**** The input ****
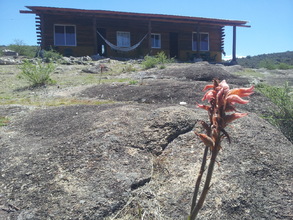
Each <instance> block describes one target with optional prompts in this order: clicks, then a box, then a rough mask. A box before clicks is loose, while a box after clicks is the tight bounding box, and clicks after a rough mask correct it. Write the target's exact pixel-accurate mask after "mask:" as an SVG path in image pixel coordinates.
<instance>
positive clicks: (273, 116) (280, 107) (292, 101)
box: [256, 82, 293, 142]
****
**** The input ****
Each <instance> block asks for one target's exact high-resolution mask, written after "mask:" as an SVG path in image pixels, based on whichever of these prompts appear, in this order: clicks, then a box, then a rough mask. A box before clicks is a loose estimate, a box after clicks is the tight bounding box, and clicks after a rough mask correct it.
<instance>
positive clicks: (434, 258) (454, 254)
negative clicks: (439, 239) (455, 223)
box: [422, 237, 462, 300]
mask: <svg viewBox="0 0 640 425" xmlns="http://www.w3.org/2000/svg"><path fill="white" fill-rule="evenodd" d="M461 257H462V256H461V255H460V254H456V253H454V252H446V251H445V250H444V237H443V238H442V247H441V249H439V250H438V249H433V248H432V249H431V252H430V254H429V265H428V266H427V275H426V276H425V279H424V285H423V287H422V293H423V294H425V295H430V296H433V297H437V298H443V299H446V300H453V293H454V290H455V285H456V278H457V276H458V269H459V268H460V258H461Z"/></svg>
****
Directions
Format the records as a numbered list, leaving out blank lines, starting with the line that contains "Each <instance> block describes" and going on through the line that contains "box: [256, 82, 293, 142]".

Task result
1. Each <instance> block describes one target with optional prompts in this order: clicks, then a box, then a rough mask. A box before clicks is loose, while a box after clicks is the tight bounding box, and clicks after a rough mask correct it. Write the target's exact pixel-accurate mask after "mask:" as an SVG path in image pixel coordinates.
2. <instance>
3. positive clicks: (273, 116) (280, 107) (292, 101)
4. box: [256, 82, 293, 142]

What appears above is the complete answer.